>>

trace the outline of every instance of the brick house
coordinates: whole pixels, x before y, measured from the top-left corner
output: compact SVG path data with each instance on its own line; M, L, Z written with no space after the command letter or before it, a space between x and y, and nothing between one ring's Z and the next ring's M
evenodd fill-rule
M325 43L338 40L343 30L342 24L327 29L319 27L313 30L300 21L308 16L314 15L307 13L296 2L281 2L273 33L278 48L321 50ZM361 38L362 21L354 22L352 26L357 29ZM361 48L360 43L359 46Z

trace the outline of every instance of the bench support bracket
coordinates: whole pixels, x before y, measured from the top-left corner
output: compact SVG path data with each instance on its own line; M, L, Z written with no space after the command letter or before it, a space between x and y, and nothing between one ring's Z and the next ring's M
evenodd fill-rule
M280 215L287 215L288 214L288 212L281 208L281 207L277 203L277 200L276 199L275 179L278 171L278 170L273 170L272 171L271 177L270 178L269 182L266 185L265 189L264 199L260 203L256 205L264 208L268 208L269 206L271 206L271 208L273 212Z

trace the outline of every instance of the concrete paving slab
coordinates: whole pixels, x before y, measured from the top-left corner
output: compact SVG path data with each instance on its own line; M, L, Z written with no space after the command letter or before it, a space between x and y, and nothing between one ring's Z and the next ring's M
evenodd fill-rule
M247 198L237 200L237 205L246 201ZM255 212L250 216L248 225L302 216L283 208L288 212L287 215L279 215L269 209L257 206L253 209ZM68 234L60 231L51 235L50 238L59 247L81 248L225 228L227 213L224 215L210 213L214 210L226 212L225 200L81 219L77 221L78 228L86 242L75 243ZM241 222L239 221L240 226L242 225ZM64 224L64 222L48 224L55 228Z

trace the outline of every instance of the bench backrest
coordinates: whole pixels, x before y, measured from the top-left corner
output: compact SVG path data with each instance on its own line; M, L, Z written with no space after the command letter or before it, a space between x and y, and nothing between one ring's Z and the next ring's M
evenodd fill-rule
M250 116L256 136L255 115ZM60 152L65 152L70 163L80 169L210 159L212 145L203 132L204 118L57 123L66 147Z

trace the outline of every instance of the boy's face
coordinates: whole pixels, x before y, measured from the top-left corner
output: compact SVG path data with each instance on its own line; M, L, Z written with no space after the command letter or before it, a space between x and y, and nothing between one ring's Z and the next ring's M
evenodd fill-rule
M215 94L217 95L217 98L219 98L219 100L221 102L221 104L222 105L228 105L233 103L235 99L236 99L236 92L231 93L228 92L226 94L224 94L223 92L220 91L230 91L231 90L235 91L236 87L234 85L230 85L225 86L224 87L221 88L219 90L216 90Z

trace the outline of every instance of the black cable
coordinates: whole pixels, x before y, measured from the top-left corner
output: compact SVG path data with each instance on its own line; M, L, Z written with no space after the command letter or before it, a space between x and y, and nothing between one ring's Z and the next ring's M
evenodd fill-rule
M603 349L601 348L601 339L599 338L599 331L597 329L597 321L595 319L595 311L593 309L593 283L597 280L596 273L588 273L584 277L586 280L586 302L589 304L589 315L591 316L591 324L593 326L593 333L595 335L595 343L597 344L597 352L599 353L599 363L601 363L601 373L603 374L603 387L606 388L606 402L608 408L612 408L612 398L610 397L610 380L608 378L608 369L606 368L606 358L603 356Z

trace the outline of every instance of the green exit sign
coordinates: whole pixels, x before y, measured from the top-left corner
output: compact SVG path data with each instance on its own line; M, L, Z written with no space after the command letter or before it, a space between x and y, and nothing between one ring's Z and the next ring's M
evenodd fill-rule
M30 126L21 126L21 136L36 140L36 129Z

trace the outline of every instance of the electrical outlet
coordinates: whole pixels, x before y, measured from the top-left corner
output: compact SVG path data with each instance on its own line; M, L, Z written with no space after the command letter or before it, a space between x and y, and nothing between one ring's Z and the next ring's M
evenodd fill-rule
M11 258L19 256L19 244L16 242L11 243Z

<<

- Requirement: Output the listing above exactly as it appears.

- Full output:
trace the outline of every instance of the brick house
coordinates: whole pixels, x before y, measured from the top-left corner
output: compact SVG path data with each instance on its own line; M, L, Z written with no space after the command letter or before it, a space between x and y, and nothing between one ring's Z and the next ring's M
evenodd fill-rule
M325 43L338 40L343 30L342 24L327 29L319 27L313 30L300 21L308 16L314 15L307 13L296 2L281 2L273 33L278 48L321 50ZM361 38L362 21L354 22L352 26L357 29ZM361 48L360 43L359 46Z

trace the outline of every instance of the bench support bracket
coordinates: whole pixels, x before y, measured from the top-left corner
output: compact SVG path data with each instance on its own line; M, L, Z written with no space after the command letter or before it, a space between x and y, and nothing between one ring's Z and the next ring's M
evenodd fill-rule
M280 215L287 215L288 214L288 212L281 208L281 207L277 203L277 200L276 199L275 179L278 171L278 170L273 170L272 171L271 177L270 178L269 182L266 185L265 189L264 199L260 203L256 205L264 208L268 208L269 206L271 206L271 208L273 212Z

trace the outline of every instance of the concrete paving slab
coordinates: whole pixels, x before y, measured from the top-left corner
output: compact SVG path data with each instance on its own line; M, L, Z written with no space after the command letter or before it, a space between x and y, and nothing between one ring's Z and the next ring's M
evenodd fill-rule
M247 198L237 200L237 205L246 201ZM255 212L250 216L248 225L302 216L283 208L288 212L287 215L279 215L269 209L257 206L253 209ZM68 234L60 231L51 235L50 238L59 247L81 248L225 228L227 213L224 215L210 213L214 210L226 212L225 200L81 219L77 221L78 228L86 242L75 243ZM241 222L239 221L240 226L242 225ZM64 224L64 222L48 224L55 228Z

trace the outline of every instance of the bench backrest
coordinates: whole pixels, x before y, measured from the top-left corner
output: compact SVG path data with each instance on its own line; M, L, Z written with no space after the command letter or before it, a space between x and y, and nothing between one ring's Z and the next ring's M
evenodd fill-rule
M250 116L256 136L255 115ZM60 152L65 152L70 163L80 169L210 159L212 145L203 132L204 118L57 123L66 147Z

trace the outline of every instance of the boy's face
coordinates: whole pixels, x before y, measured from the top-left corner
output: compact SVG path data with each instance on its own line; M, L, Z written with no space after the command letter or before it, a space between x and y, and nothing between one ring's Z and the next ring's M
evenodd fill-rule
M215 94L217 95L217 98L219 98L219 100L221 102L221 104L222 105L228 105L233 103L235 99L236 99L236 92L231 93L228 92L226 94L224 94L223 92L220 91L230 91L231 90L235 91L236 87L234 85L230 85L225 86L224 87L221 88L219 90L216 90Z

trace the outline of every instance of the black cable
coordinates: whole pixels, x before y, measured from the top-left corner
output: compact SVG path data with each instance on its own line; M, L, Z written with no space after the command letter or before it, a space between x and y, and nothing between one ring's Z and the next ring's M
evenodd fill-rule
M603 349L601 348L601 339L599 338L599 331L597 329L597 321L595 319L595 311L593 309L593 283L597 280L596 273L588 273L584 277L586 280L586 302L589 304L589 315L591 316L591 324L593 326L593 333L595 335L595 343L597 344L597 352L599 353L599 363L601 363L601 373L603 374L603 387L606 388L606 402L608 408L612 408L612 398L610 397L610 380L608 378L608 369L606 368L606 358L603 356Z

trace the outline of every instance of the green exit sign
coordinates: whole pixels, x before y, measured from the top-left corner
output: compact SVG path data with each instance on its own line; M, L, Z written with no space after the command letter or before it, a space between x and y, and nothing between one ring's Z and the next ring's M
evenodd fill-rule
M30 126L21 126L21 136L36 140L36 129Z

trace the outline of every instance of the electrical outlet
coordinates: whole pixels, x before y, measured from the top-left corner
output: compact SVG path data with each instance on its own line; M, L, Z written with no space after the command letter or before it, a space between x and y, and nothing between one ring's Z and the next ring's M
evenodd fill-rule
M11 258L19 256L19 244L16 242L11 243Z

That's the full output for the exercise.